Work to complete:
Tally the lines of the records below that include the word "fender", and write down only that tally.

Supplied data:
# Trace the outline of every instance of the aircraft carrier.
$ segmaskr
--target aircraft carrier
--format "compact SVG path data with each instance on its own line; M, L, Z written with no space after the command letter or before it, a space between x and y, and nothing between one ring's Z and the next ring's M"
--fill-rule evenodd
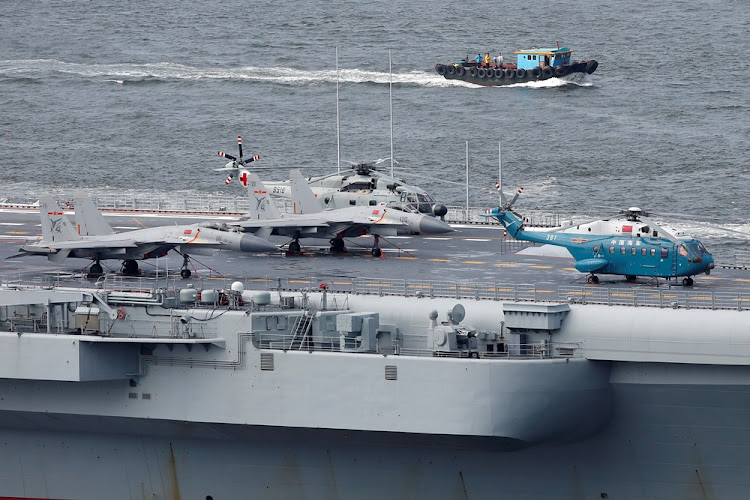
M39 219L0 213L5 259ZM179 256L98 279L3 260L0 498L746 496L750 272L588 285L453 227L382 258L220 252L187 280Z

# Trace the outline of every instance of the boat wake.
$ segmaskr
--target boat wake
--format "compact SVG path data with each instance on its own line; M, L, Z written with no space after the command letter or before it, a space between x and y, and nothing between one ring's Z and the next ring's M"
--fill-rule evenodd
M248 82L269 82L281 85L320 85L335 83L335 69L308 70L290 67L241 66L195 67L171 62L135 64L83 64L69 63L55 59L28 59L0 61L0 76L6 78L44 79L55 75L100 78L104 83L117 85L137 83L174 82L178 80L229 80ZM476 85L459 81L446 80L434 72L408 71L395 72L368 71L362 69L339 69L340 83L372 83L387 85L389 82L417 87L474 87ZM551 78L541 82L519 83L507 87L550 88L568 84L590 86L591 81L575 81L567 77Z
M0 76L6 78L49 78L55 75L101 78L103 82L118 85L139 82L173 82L175 80L234 80L271 82L282 85L316 85L335 83L335 69L308 70L291 67L241 66L195 67L171 62L148 64L82 64L54 59L29 59L0 61ZM392 80L391 80L392 79ZM341 83L406 84L424 87L450 87L466 85L449 82L439 75L425 71L394 72L339 69Z
M525 83L514 83L512 85L505 85L505 87L549 89L549 88L556 88L556 87L565 87L566 85L577 85L579 87L593 87L594 83L590 75L576 73L572 75L563 76L562 78L552 77L548 80L540 80L536 82L525 82Z

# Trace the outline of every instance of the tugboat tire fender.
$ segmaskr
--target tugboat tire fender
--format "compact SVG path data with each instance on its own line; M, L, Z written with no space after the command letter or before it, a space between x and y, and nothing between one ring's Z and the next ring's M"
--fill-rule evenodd
M484 78L485 76L487 76L487 70L485 70L484 68L479 68L477 70L477 76L479 78Z
M448 66L448 67L446 68L446 71L447 71L447 73L448 73L449 75L454 75L454 74L456 74L456 67L455 67L455 66L453 66L453 65L451 65L451 66ZM438 73L440 73L440 70L438 70Z
M445 75L448 68L445 67L444 64L436 64L435 65L435 71L438 72L438 75Z
M529 74L531 74L531 76L533 76L534 78L539 78L540 76L542 76L542 70L537 66L536 68L532 68L531 70L529 70Z
M500 78L500 79L502 79L502 78L504 78L504 77L505 77L505 71L503 71L502 69L499 69L499 68L498 68L498 69L496 69L496 70L494 71L494 73L495 73L495 78Z
M526 78L526 70L523 68L518 68L516 70L516 78Z
M555 67L555 76L565 76L567 73L565 66L556 66Z
M542 69L542 76L544 78L552 78L552 68L550 68L549 66L545 66Z
M456 74L458 76L464 76L465 73L466 73L466 68L464 68L463 66L456 66Z
M510 69L510 68L505 70L505 78L507 78L508 80L512 80L515 77L516 77L516 70Z
M599 63L596 62L595 59L592 59L588 62L588 64L586 64L586 73L590 75L591 73L596 71L596 68L598 67L599 67Z
M477 76L477 68L471 68L471 69L469 69L469 75L471 75L471 76Z

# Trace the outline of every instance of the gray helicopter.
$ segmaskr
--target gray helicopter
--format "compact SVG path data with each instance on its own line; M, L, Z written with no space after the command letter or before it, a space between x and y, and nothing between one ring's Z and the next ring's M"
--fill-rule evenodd
M231 160L223 168L216 168L218 172L226 172L226 184L237 180L247 187L247 164L260 156L244 159L242 156L242 138L237 137L239 157L219 152L219 156ZM448 209L424 189L410 185L404 180L397 179L380 172L372 163L360 163L340 172L318 177L308 177L316 198L325 209L348 208L352 206L376 206L385 203L386 206L397 208L405 212L415 212L425 215L444 217ZM291 198L290 181L265 182L268 192L279 198Z

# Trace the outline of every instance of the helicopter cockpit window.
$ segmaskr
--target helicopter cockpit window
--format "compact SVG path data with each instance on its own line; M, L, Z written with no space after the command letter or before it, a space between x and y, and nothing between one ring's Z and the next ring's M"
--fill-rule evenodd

Solution to the problem:
2